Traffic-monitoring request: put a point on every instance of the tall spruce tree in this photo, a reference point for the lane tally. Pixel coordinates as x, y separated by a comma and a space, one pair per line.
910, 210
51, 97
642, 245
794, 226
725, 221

★ ★ ★ ★

Add 112 to every number in the coordinate pairs of the answers, then write out all these lines again, the request included.

FULL SOLUTION:
Traffic-monitoring request: put a point on every instance of the tall spruce tree in this photo, a reference point for the lane tally. Pixel coordinates as x, y separated by a comma and a space, one pair per line.
1022, 322
163, 209
754, 357
906, 338
837, 333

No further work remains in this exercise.